→ **PREGUNTAS DE ESTUDIO**:
1. Enumera todas las expresiones que aparecen entre paréntesis en el texto sobre el incendio del bosque fueguino.
2. Copia literalmente el pasaje del texto sobre el incendio del bosque fueguino que comienza en "Para otros, los" y termina en "de alegría colectiva.".

¿Hasta qué punto la gente se debe hacer cargo delos asuntos y las urgencias que son de exclusiva competencia del Estado, aun cuando éste no fuera capaz de estar a la altura de las circunstancias?
La discusión quedó planteada esta semana en referencia al drama que la provincia (¿sólo la provincia?) padece por el incendio de miles de hectáreas en el bosque fueguino y la llegada de los festejos previos a las Fiestas de Fin de Año.
Para algunos (políticos, principalmente) el drama por la pérdida del bosque nativo representa una especie de luto que impone la necesidad de interrumpir la vida cotidiana de los vecinos, con mucha más razón si éstas tienen perfil de festejo popular, o de celebración festiva.
Para otros, los dramas cotidianos –muchos de ellos responsabilidad de los mismos gobernantes- son suficiente castigo para los ciudadanos, como para obligarlos a resignar lo poco que encuentran de alivio o descarga, postergando “para mejor ocasión” todo lo que represente una expresión de alegría colectiva.
Los que abonan la primera teoría no exponen argumentos (más que cierta lógica pragmatista), y opinan –y deciden- que toda celebración puede esperar a que se apague el fuego y se haga el balance de los daños sufridos.

→ **MATERIAL PROPORCIONADO**:
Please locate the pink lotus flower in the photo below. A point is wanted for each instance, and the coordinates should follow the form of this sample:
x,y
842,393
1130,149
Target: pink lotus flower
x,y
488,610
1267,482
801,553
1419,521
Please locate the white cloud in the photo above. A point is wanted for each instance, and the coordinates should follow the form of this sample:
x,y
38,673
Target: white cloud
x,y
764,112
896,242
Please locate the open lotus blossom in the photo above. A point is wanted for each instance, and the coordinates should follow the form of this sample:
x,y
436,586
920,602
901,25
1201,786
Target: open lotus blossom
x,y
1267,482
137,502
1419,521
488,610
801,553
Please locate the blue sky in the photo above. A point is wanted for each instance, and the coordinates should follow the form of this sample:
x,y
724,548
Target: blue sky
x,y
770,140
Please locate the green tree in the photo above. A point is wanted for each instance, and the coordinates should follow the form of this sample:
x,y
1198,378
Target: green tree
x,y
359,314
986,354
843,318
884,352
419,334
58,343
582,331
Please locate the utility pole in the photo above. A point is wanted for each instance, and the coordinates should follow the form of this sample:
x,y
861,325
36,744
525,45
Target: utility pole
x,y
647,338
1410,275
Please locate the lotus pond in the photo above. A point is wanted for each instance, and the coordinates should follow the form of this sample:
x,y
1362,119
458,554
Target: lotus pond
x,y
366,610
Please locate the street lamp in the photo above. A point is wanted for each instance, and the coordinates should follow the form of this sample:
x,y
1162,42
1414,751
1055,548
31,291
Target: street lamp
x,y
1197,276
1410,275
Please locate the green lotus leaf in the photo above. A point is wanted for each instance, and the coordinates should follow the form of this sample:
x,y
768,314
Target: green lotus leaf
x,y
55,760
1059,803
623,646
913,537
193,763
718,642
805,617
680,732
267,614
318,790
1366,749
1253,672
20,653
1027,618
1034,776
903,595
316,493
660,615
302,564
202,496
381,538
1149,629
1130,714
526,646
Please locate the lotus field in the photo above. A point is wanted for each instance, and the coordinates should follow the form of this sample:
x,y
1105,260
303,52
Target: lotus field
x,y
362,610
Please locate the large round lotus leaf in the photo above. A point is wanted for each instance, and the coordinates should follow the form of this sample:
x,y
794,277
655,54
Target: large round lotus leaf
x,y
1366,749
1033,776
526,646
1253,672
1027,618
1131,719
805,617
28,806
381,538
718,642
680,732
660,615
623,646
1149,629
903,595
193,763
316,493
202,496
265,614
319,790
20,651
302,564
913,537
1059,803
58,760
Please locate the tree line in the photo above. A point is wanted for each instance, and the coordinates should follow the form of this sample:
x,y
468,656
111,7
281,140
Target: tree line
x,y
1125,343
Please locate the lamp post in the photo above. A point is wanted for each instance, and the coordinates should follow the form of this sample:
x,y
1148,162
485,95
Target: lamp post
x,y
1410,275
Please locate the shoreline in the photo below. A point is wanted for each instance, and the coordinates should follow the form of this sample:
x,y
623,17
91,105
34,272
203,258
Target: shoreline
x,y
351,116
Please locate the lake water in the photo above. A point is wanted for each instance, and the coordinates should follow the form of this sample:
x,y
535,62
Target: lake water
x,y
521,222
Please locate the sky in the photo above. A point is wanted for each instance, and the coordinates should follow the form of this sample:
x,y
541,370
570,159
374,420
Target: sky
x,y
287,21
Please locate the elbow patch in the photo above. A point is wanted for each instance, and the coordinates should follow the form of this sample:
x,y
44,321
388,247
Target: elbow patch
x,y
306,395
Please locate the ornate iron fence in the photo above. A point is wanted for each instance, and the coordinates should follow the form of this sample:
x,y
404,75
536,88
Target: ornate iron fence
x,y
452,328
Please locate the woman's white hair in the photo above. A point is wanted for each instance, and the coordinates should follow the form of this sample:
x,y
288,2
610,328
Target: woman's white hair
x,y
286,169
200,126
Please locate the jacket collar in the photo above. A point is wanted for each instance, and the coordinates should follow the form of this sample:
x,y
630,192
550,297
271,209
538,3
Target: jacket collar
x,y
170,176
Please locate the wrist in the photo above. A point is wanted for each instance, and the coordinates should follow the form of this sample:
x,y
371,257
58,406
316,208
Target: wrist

→ **SOLUCIONES**:
1.
- ¿sólo la provincia?
- políticos, principalmente
- más que cierta lógica pragmatista

2.
Para otros, los dramas cotidianos –muchos de ellos responsabilidad de los mismos gobernantes- son suficiente castigo para los ciudadanos, como para obligarlos a resignar lo poco que encuentran de alivio o descarga, postergando “para mejor ocasión” todo lo que represente una expresión de alegría colectiva.